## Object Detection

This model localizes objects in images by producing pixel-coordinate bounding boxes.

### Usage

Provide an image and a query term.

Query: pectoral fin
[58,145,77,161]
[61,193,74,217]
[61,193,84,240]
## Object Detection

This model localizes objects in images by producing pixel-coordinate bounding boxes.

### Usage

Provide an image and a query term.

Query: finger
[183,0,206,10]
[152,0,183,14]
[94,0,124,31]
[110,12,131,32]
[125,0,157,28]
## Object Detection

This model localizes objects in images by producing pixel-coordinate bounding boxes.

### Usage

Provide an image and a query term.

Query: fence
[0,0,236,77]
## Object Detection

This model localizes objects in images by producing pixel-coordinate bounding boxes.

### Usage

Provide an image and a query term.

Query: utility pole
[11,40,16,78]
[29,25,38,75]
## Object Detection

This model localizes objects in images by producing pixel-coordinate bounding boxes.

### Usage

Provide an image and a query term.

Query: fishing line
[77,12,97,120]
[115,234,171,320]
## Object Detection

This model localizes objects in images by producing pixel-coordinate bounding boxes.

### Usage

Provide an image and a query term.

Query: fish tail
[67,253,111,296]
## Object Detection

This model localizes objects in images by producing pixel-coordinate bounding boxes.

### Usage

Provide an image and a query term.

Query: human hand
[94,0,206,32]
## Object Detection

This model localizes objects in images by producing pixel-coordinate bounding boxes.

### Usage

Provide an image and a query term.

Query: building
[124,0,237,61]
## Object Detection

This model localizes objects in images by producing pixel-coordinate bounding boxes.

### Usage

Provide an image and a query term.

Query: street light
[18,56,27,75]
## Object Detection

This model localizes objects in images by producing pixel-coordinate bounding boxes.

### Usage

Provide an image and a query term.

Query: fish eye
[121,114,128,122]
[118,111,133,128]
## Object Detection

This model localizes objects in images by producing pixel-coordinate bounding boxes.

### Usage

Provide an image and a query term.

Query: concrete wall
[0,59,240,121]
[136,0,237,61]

■ ■ ■ ■ ■

Оформите все записи выше как CSV с двумя столбцами, prompt и target, по одной строке на запись: в prompt поместите текст записи, в target — её ответ. Каждое значение заключите в кавычки, а переносы строк внутри значений замените пробелами.

prompt,target
"## Object Detection This model localizes objects in images by producing pixel-coordinate bounding boxes. ### Usage Provide an image and a query term. Query: pectoral fin","[58,145,77,161] [61,193,74,217] [61,193,84,240]"
"## Object Detection This model localizes objects in images by producing pixel-coordinate bounding boxes. ### Usage Provide an image and a query term. Query: finger","[183,0,206,10] [152,0,183,14] [94,0,124,31] [110,12,131,32] [125,0,157,28]"
"## Object Detection This model localizes objects in images by producing pixel-coordinate bounding boxes. ### Usage Provide an image and a query term. Query: fence","[0,0,236,77]"
"## Object Detection This model localizes objects in images by producing pixel-coordinate bounding boxes. ### Usage Provide an image and a query term. Query: utility pole","[11,40,16,78] [29,25,38,75]"
"## Object Detection This model localizes objects in images by producing pixel-coordinate bounding boxes. ### Usage Provide an image and a query term. Query: fishing line","[77,12,97,120] [115,234,171,320]"
"## Object Detection This model localizes objects in images by producing pixel-coordinate bounding boxes. ### Usage Provide an image and a query term. Query: fish tail","[67,253,111,296]"
"## Object Detection This model localizes objects in images by producing pixel-coordinate bounding boxes. ### Usage Provide an image and a query term. Query: human hand","[94,0,206,32]"
"## Object Detection This model localizes objects in images by producing pixel-coordinate bounding boxes. ### Usage Provide an image and a query term. Query: building","[124,0,237,61]"
"## Object Detection This model localizes objects in images by producing pixel-coordinate bounding boxes. ### Usage Provide an image and a query term. Query: street light","[18,56,27,75]"
"## Object Detection This model localizes objects in images by producing pixel-coordinate bounding boxes. ### Usage Provide an image and a query term. Query: fish eye","[121,114,128,122] [118,111,133,128]"
"## Object Detection This model localizes objects in images by producing pixel-coordinate bounding boxes. ### Usage Provide an image and a query term. Query: concrete wall","[0,59,240,121] [136,0,237,61]"